**Your assignment:** Reproduce exactly the opening lines of the listing, stopping after the line that contains "point(181, 313)" and including it.

(Given records Opens)

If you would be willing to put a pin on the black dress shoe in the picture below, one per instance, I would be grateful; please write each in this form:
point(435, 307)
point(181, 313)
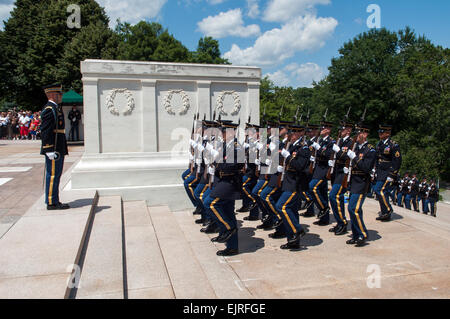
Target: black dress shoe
point(251, 218)
point(59, 206)
point(277, 235)
point(341, 230)
point(228, 252)
point(278, 223)
point(360, 242)
point(223, 238)
point(243, 209)
point(210, 229)
point(321, 223)
point(291, 246)
point(323, 213)
point(333, 229)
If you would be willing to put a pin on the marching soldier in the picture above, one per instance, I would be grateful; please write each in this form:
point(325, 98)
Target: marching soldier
point(433, 197)
point(387, 167)
point(54, 145)
point(339, 188)
point(413, 190)
point(296, 161)
point(423, 195)
point(363, 157)
point(319, 184)
point(226, 191)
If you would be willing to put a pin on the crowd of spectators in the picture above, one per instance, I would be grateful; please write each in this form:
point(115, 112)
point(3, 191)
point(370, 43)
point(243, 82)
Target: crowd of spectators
point(22, 125)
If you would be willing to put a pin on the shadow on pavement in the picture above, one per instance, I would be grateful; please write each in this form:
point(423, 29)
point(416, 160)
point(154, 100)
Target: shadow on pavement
point(250, 244)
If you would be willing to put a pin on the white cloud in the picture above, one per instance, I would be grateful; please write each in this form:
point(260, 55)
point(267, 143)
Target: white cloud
point(228, 23)
point(277, 45)
point(5, 12)
point(284, 10)
point(297, 75)
point(253, 8)
point(132, 11)
point(279, 78)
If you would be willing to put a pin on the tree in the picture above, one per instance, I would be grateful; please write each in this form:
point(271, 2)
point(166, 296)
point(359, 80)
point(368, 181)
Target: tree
point(35, 37)
point(208, 52)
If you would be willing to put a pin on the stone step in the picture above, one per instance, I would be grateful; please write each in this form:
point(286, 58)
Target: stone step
point(185, 272)
point(221, 276)
point(39, 252)
point(102, 270)
point(147, 276)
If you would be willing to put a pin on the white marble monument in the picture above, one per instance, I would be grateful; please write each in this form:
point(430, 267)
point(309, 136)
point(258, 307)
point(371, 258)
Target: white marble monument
point(138, 120)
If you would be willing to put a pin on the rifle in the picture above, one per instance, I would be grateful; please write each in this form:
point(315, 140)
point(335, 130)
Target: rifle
point(349, 162)
point(331, 169)
point(313, 164)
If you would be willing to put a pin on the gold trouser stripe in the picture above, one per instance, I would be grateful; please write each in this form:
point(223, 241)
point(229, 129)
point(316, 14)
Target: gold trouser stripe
point(187, 176)
point(217, 213)
point(245, 191)
point(286, 214)
point(306, 196)
point(190, 187)
point(203, 191)
point(382, 194)
point(50, 189)
point(270, 204)
point(261, 189)
point(357, 216)
point(317, 195)
point(339, 205)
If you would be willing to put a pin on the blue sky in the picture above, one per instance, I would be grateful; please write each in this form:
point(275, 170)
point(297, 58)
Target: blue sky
point(293, 41)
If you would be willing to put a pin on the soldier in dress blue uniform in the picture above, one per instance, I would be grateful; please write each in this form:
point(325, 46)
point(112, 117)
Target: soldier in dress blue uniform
point(338, 190)
point(363, 158)
point(226, 190)
point(413, 191)
point(389, 160)
point(296, 160)
point(319, 183)
point(433, 197)
point(306, 195)
point(54, 145)
point(250, 179)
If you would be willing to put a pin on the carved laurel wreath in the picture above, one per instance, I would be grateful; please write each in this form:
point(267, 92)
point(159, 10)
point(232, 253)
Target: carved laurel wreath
point(168, 102)
point(112, 96)
point(237, 102)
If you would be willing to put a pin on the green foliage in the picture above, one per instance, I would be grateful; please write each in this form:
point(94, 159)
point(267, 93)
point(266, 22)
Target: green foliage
point(208, 52)
point(401, 78)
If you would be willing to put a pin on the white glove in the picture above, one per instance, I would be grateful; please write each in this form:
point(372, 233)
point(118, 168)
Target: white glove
point(316, 146)
point(272, 146)
point(215, 154)
point(259, 146)
point(351, 154)
point(51, 155)
point(200, 148)
point(285, 153)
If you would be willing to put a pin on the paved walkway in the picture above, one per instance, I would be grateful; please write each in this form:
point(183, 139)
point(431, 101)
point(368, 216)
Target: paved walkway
point(21, 177)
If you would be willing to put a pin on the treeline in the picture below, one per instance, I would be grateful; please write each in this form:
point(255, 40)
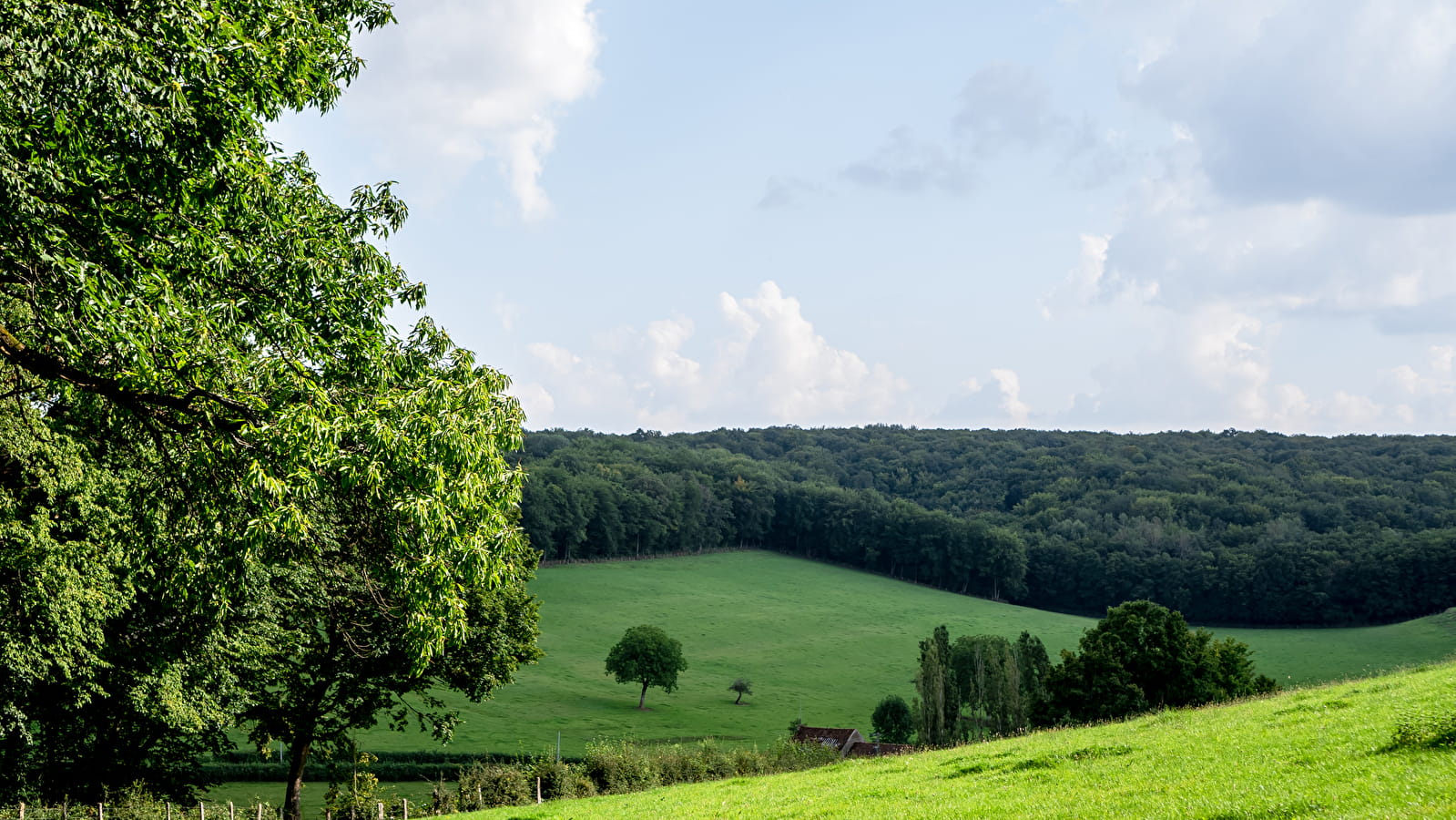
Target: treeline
point(1227, 528)
point(1140, 657)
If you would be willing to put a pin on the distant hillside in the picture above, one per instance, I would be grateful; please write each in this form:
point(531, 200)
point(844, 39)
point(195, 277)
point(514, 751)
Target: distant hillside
point(819, 642)
point(1382, 747)
point(1229, 528)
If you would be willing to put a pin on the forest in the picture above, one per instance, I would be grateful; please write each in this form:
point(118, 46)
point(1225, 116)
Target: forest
point(1227, 528)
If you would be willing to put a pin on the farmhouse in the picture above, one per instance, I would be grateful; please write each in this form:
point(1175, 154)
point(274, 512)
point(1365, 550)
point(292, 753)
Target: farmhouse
point(848, 742)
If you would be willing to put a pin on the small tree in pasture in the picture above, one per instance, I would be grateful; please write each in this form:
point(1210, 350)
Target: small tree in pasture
point(892, 722)
point(741, 686)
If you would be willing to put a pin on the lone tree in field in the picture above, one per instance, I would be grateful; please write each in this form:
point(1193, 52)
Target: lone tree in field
point(892, 722)
point(647, 656)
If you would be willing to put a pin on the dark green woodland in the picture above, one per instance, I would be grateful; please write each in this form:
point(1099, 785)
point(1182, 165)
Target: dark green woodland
point(1227, 528)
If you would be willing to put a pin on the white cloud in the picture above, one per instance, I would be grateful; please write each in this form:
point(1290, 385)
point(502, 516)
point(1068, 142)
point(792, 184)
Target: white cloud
point(457, 82)
point(1223, 350)
point(1009, 384)
point(1003, 107)
point(766, 364)
point(909, 165)
point(1008, 105)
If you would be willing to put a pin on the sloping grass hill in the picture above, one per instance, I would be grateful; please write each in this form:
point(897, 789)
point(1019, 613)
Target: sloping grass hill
point(1380, 747)
point(820, 642)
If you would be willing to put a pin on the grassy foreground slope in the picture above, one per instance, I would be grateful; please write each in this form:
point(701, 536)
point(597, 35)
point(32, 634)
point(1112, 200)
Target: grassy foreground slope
point(817, 641)
point(1309, 753)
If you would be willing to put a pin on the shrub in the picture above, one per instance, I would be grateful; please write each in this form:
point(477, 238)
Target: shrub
point(559, 780)
point(789, 756)
point(748, 762)
point(619, 768)
point(486, 785)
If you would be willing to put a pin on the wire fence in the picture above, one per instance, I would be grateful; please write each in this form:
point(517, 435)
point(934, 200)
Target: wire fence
point(395, 809)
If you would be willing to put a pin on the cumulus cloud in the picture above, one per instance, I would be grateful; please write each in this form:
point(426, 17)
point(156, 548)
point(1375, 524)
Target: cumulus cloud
point(763, 364)
point(459, 82)
point(1003, 107)
point(1009, 384)
point(909, 165)
point(1008, 105)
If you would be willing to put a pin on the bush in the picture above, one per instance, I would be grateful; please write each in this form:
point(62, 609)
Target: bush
point(789, 756)
point(748, 762)
point(693, 764)
point(559, 780)
point(486, 785)
point(619, 768)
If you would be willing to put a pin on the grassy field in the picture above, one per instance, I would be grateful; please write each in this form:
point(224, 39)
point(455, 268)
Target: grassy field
point(249, 794)
point(1321, 752)
point(819, 642)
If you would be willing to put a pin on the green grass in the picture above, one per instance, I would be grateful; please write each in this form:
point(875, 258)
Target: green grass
point(249, 794)
point(1310, 753)
point(817, 641)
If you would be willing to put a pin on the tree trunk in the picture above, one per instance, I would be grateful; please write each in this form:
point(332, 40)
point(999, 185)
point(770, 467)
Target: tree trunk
point(297, 758)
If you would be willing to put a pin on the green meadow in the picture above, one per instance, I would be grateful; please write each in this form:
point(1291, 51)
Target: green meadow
point(1321, 752)
point(820, 642)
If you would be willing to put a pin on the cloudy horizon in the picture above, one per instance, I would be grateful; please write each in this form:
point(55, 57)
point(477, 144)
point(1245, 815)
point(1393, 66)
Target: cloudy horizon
point(1091, 214)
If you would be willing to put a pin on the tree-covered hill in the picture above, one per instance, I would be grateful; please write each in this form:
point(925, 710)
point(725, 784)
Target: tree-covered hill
point(1229, 528)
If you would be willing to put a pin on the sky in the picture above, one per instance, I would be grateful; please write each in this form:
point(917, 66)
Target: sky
point(1074, 214)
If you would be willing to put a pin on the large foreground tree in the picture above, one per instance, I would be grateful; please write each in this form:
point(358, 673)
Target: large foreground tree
point(189, 325)
point(647, 656)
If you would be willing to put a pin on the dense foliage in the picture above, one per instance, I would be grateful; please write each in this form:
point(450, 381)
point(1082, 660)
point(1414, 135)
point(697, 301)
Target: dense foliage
point(1139, 657)
point(647, 656)
point(1227, 528)
point(196, 366)
point(1144, 657)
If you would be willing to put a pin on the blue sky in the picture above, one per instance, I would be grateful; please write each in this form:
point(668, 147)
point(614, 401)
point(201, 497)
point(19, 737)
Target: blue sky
point(1086, 214)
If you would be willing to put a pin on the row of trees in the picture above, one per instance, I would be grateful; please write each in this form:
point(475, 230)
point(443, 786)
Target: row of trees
point(230, 491)
point(1234, 528)
point(1137, 659)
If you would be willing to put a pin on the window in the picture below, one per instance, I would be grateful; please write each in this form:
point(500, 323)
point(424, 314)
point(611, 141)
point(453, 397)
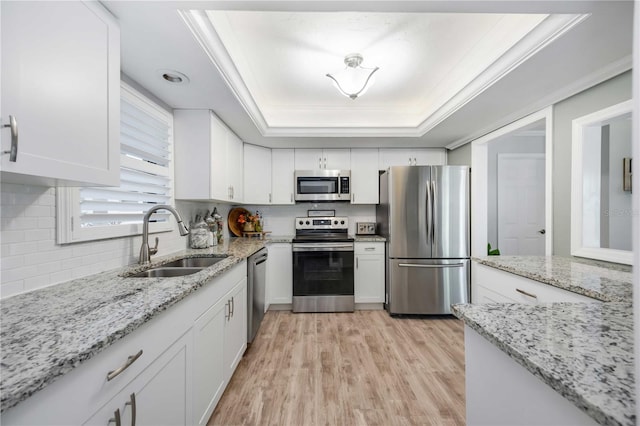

(Given records Closes)

**Output for this exercise:**
If you would be willing to put a pin on the black dress shoe in the picture below, one per instance, I would be grateful; please write each in this form:
point(435, 307)
point(181, 313)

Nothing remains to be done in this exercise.